The weaker of the books can feel workmanlike—a characterization that Wodehouse surely wouldn’t have strenuously objected to. As Robert McCrum tells us in his biography of the writer, “Wodehouse: A Life,” the man lived to work. It’s one of the delightful ironies of his career that the creator of perhaps the idlest enduring character in English literature was himself a demon for labor. (Wilde, in “An Ideal Husband,” introduces Lord Goring as the idlest man in London, but the remainder of the play belies this affectionate censure.)
Much of Wodehouse’s appeal lies in a remarkably smooth serving up of a verbal stew of rather lumpy elements: English slang, American slang, literary allusions, needless abbreviations, mixed metaphors, fussily precise details about trivialities … He loved outlandish similes, particularly those drawn from the natural world: “She uttered a sound rather like an elephant taking its foot out of a mud hole in a Burmese teak forest”; “She looked like a tomato struggling for self-expression”; “The fact that he was fifty quid in the red and expecting Civilization to take a toss at any moment had caused Uncle Tom, who always looked a bit like a pterodactyl with a secret sorrow, to take on a deeper melancholy.”
Bertie and Jeeves first emerged, in highly popular magazine short stories, in the nineteen-tens, an extraordinarily hectic period in Wodehouse’s life. (While publishing fiction at the rate of a book a year, he also had a buzzing career as playwright and lyricist on Broadway. In a letter written in the summer of 1918, he notes, “I shall have five plays running in New York in the autumn, possibly six.”) As the roles of the two characters coalesced, a rare thing happened: they became indissolubly and lastingly linked in the public imagination. Bertie and Jeeves became touchstones and reference points.
============
= Exercises =
1/ In the Wodehouse passage, how many plays did Wodehouse expect to have running in New York in the autumn of 1918?
2/ Reproduce the part of the Wodehouse passage that opens with the words "Bertie and Jeeves first" and closes with "and reference points.".
3/ Please take the Wodehouse passage further, picking up after its final sentence.

= Recorded information =
============
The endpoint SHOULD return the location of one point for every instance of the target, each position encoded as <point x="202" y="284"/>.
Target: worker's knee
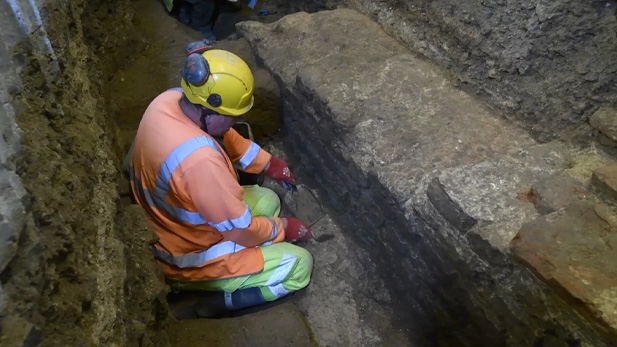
============
= Set of answers =
1/ Five, possibly six.

2/
Bertie and Jeeves first emerged, in highly popular magazine short stories, in the nineteen-tens, an extraordinarily hectic period in Wodehouse’s life. (While publishing fiction at the rate of a book a year, he also had a buzzing career as playwright and lyricist on Broadway. In a letter written in the summer of 1918, he notes, “I shall have five plays running in New York in the autumn, possibly six.”) As the roles of the two characters coalesced, a rare thing happened: they became indissolubly and lastingly linked in the public imagination. Bertie and Jeeves became touchstones and reference points.

3/
Most often, this sort of bonding springs from romantic love, and in the English novel I suppose the most beloved pairings are Elizabeth and Darcy, in “Pride and Prejudice,” and Catherine and Heathcliff, in “Wuthering Heights.” (The marriage of Jane and Rochester, in “Jane Eyre,” seems less a triumph of romantic love than one of Gothic, erotic-psychological jousting.) But in many ways the most memorable English couples are non-romantic: Holmes and Watson, Peter and Wendy, Scrooge and Cratchit on a peculiar, particular Christmas morning that is in fact every Christmas morning. Add to these Bertie and Jeeves. I ran my recent Wodehouse marathon by way of the handsome, affordable hardcover editions published in recent years by Overlook Press, whose dust-jacket copy refers to Bertie and Jeeves as “twentieth-century fiction’s most famous comic characters.” Hard to quibble with that.
In time, Jeeves became more quietly imposing, Bertie more reverent toward him. (The Bertie of “Right Ho, Jeeves,” who could declare that Jeeves “has lost his form” and “wants his plugs decarbonized,” gradually disappeared.) Their relationship became subtler. In the earliest stories, Bertie often rewards Jeeves by giving him cash, sometimes in a specified amount, but as ministration and recompense enter a psychological realm, this sort of crass transaction vanishes.
Bertie and Jeeves belong to the genre, far more English than American, of the farcical comic novel. In such books, when characters fail to conform to our expectations, we don’t think of them as showing some other, hitherto unsuspected side of themselves. Rather, we feel that the author is mistaken. This is the domain of the caricaturist, whose sure and slashing strokes have a purity of outline that feels inevitable. It’s as though the literary archetypes were always there, waiting for Wodehouse to perceive and portray them. So, for instance, when, in an early story, Bertie relates how Jeeves—that totem of imperturbability—came undone at a glimpse of Bertie’s pal Bingo disguised behind a false beard (“I saw the man’s jaw drop, and he clutched at the table for support”), we tut-tut. “Know your characters,” we long to tell Wodehouse. (The true Jeeves would emerge in time: “I shot a glance at Jeeves. He allowed his right eyebrow to flicker slightly, which is as near as he ever gets to a display of the emotions.”) Likewise, when we read of Jeeves being temporarily affianced, we conclude that Wodehouse doesn’t yet understand his most famous creation. A Jeeves who would propose marriage to a woman, for any reason—her riches, her beauty, her pedigree, her cooking—is an ersatz Jeeves.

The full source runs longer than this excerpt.